[ASSIGNMENT A] Revise the stretch of the Nicholas Ayache profile from "Since 1988, N." through "and biological imaging.", putting "startups" in place of "start-up companies".
[ASSIGNMENT B] Carry on the speaker page for the Olivier Faugeras symposium from the point where it stops.

[TEXT BLOCK]
+===+
Symposium Olivier Faugeras
June 8th, 2010
INRIA Sophia Antipolis - Méditerranée

inria sophia


Nicholas Ayache
INRIA Sophia Antipolis - Méditerranée

Nicholas Ayache is a Research Director at INRIA Sophia Antipolis, France, where he leads the Asclepios research team dedicated to medical image analysis and simulation.
He received his Ph.D in 1983, and his "Thèse d'Etat" in 1988 from Univ. of Paris XI (Computer Science), introducing new vision capabilities for autonomous robots. This early research was performed at INRIA Rocquencourt under the supervision of Prof. Olivier Faugeras.
Since 1988, N. Ayache's research activities have been dedicated to Medical Image Analysis and Simulation applied to medicine and biology to better assist prevention, diagnosis and therapy of diseases. His research interests include image analysis with advanced geometrical, statistical, physical and functional models and the design of innovative software and systems for surgery simulation and image-guided therapy. He is the author of a large number of peer-reviewed scientific articles in these domains, the author or editor of 7 books, and  the co-founder of 4 start-up companies in computer vision, computer graphics, medical and biological imaging.
N. Ayache is co-Editor in Chief (and co-founder) of the Medical Image Analysis journal (Elsevier), and an associate editor of several prestigious scientific journals including IEEE /Trans. Med. Imaging./ He has been involved in the organization of several major and pioneering conferences in the field including MICCAI  (Medical Image computing and Comp. Assist. Intervention).  N. Ayache received prestigious awards, including the EADS Grand Prize awarded by the French Academy of Sciences in 2006 and the Microsoft Award for Science in Europe, awarded jointly by the UK Royal Society and the French Academy of Sciences in 2008.


Mike Brady

Mike Brady
University of Oxford (UK)
+===+
[PROVIDED MATERIAL]
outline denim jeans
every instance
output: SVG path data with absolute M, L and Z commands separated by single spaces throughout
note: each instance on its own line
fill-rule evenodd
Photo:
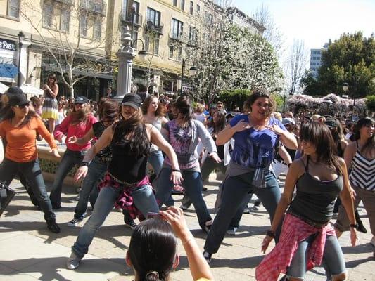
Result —
M 80 200 L 75 209 L 75 218 L 84 219 L 87 209 L 89 198 L 91 207 L 94 207 L 96 197 L 99 194 L 98 182 L 101 177 L 107 171 L 108 164 L 99 162 L 96 158 L 90 163 L 89 171 L 82 183 L 82 188 L 80 192 Z
M 72 251 L 82 259 L 89 251 L 95 234 L 98 230 L 122 190 L 110 186 L 102 188 L 95 203 L 91 216 L 80 231 Z M 133 202 L 146 218 L 148 212 L 158 213 L 159 208 L 152 188 L 148 185 L 132 189 Z
M 49 195 L 53 209 L 60 208 L 61 206 L 61 189 L 64 178 L 75 165 L 78 165 L 82 161 L 87 151 L 66 150 L 57 169 L 55 181 Z
M 290 266 L 286 269 L 286 275 L 301 280 L 306 275 L 307 252 L 317 235 L 313 234 L 301 241 L 292 259 Z M 332 276 L 345 272 L 344 256 L 341 247 L 336 236 L 326 235 L 326 245 L 323 254 L 322 265 L 326 270 L 327 280 Z
M 227 171 L 227 166 L 224 166 L 224 162 L 221 162 L 220 163 L 217 163 L 211 157 L 207 157 L 203 162 L 202 166 L 201 167 L 201 173 L 202 174 L 202 182 L 205 182 L 205 180 L 210 176 L 210 174 L 215 169 L 218 169 L 220 171 L 225 174 Z M 181 201 L 183 205 L 186 207 L 189 207 L 191 204 L 191 201 L 187 195 L 185 193 L 182 200 Z
M 159 174 L 156 190 L 156 199 L 159 201 L 159 206 L 170 196 L 172 188 L 174 185 L 170 180 L 171 171 L 172 169 L 169 168 L 163 168 Z M 210 221 L 212 218 L 202 197 L 203 184 L 201 173 L 192 171 L 182 171 L 182 173 L 184 178 L 182 185 L 194 205 L 199 225 L 203 228 L 205 223 Z
M 231 176 L 224 181 L 222 202 L 205 240 L 205 251 L 210 254 L 216 253 L 229 225 L 239 226 L 251 190 L 254 190 L 258 197 L 262 201 L 272 221 L 281 197 L 279 185 L 273 173 L 268 171 L 265 175 L 266 188 L 258 188 L 252 185 L 253 174 L 254 172 L 249 172 Z M 277 231 L 277 238 L 279 237 L 281 228 L 281 223 Z
M 55 218 L 52 205 L 47 192 L 39 159 L 28 162 L 15 162 L 5 158 L 0 166 L 0 181 L 9 185 L 17 173 L 20 173 L 27 180 L 32 193 L 38 200 L 38 203 L 44 212 L 46 221 Z

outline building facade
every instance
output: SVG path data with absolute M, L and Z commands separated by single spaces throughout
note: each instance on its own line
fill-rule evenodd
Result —
M 310 70 L 315 79 L 318 78 L 319 69 L 322 65 L 322 53 L 326 50 L 329 44 L 326 43 L 322 48 L 310 49 Z
M 132 81 L 150 92 L 175 95 L 181 87 L 182 63 L 204 39 L 202 22 L 231 17 L 254 32 L 262 27 L 243 13 L 231 13 L 209 0 L 0 0 L 0 81 L 42 88 L 50 73 L 58 76 L 61 94 L 70 89 L 60 72 L 72 75 L 75 95 L 98 99 L 115 88 L 117 58 L 125 26 L 136 51 Z M 18 34 L 25 34 L 22 48 Z M 75 63 L 72 57 L 75 57 Z M 191 63 L 193 63 L 190 62 Z M 186 69 L 187 70 L 189 68 Z M 187 74 L 187 71 L 186 71 Z

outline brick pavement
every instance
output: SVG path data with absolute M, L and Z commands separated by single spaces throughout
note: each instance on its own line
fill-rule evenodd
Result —
M 204 192 L 210 211 L 213 204 L 220 181 L 215 174 L 210 177 L 208 190 Z M 49 185 L 47 184 L 47 185 Z M 76 270 L 65 268 L 80 228 L 68 228 L 66 223 L 73 215 L 77 195 L 75 189 L 64 187 L 63 208 L 56 211 L 61 233 L 56 235 L 46 228 L 43 214 L 31 204 L 25 190 L 18 181 L 12 187 L 18 194 L 0 218 L 0 280 L 132 280 L 132 270 L 124 261 L 132 230 L 124 226 L 122 215 L 113 211 L 97 233 L 89 248 L 89 254 Z M 180 196 L 174 196 L 179 204 Z M 362 208 L 360 214 L 365 218 Z M 189 228 L 203 249 L 205 235 L 199 230 L 195 212 L 186 213 Z M 364 219 L 369 230 L 368 219 Z M 216 280 L 255 280 L 255 268 L 262 258 L 260 243 L 269 228 L 269 218 L 264 208 L 252 214 L 244 214 L 235 237 L 226 237 L 220 251 L 211 263 Z M 375 281 L 374 248 L 369 244 L 371 234 L 360 233 L 356 248 L 350 247 L 349 236 L 345 233 L 340 239 L 349 273 L 349 280 Z M 179 247 L 181 261 L 172 273 L 173 280 L 190 280 L 187 259 Z M 323 281 L 326 278 L 321 268 L 308 273 L 306 280 Z

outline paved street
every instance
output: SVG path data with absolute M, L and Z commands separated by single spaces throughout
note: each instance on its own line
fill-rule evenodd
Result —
+===+
[TASK RESULT A]
Since 1988, N. Ayache's research activities have been dedicated to Medical Image Analysis and Simulation applied to medicine and biology to better assist prevention, diagnosis and therapy of diseases. His research interests include image analysis with advanced geometrical, statistical, physical and functional models and the design of innovative software and systems for surgery simulation and image-guided therapy. He is the author of a large number of peer-reviewed scientific articles in these domains, the author or editor of 7 books, and  the co-founder of 4 startups in computer vision, computer graphics, medical and biological imaging.

[TASK RESULT B]
Mike Brady is BP Professor of Information Engineering in the Department of Engineering Science as well as a Fellow of Keble College in the University of Oxford. He joined Oxford University as the foundation Professor of Information Engineering in August 1985 from MIT, where he had been Senior Research Scientist in the Artificial Intelligence Laboratory. During his time in Oxford, he and his colleagues have established the Robotics Research Laboratory and, subsequently, as his research interests shifted to Medical Image Analysis, he and Alison Noble have established the Wolfson Medical Vision Laboratory (WMVL) During his time in Oxford, Mike has been elected a Fellow of the Royal Society, a Fellow of the Royal Academy of Engineers, a Fellow of the Institution of Electrical Engineers, Fellow of the British Computer Society, a Fellow of the Institute of Physics, and a Fellow of the American Association of Artificial Intelligence. He was knighted for services to Engineering in the New Year's Honours list 2003. His Oxford chair was endowed by BP (£1.2M). Mike was awarded the IEE Faraday Medal for the year 2000, and a Third Millennium medal of the IEEE. Mike was awarded the Royal Institution Henry Dale Prize in 2005. He has been awarded honorary doctorates by the Universities of Essex, Manchester, Liverpool, Southampton, Oxford Brookes, and the Universite Paul Sabatier, Toulouse. Mike is a Visiting Professor of the Department of Electrical Engineering, Imperial, London. He was Professeur Invité at INRIA, Sophia Antipolis during 1994-5 and 1996-7, attached to the Epidaure Research Group headed by Professor Nicholas Ayache.


Paul Bresloff
University of Oxford (UK)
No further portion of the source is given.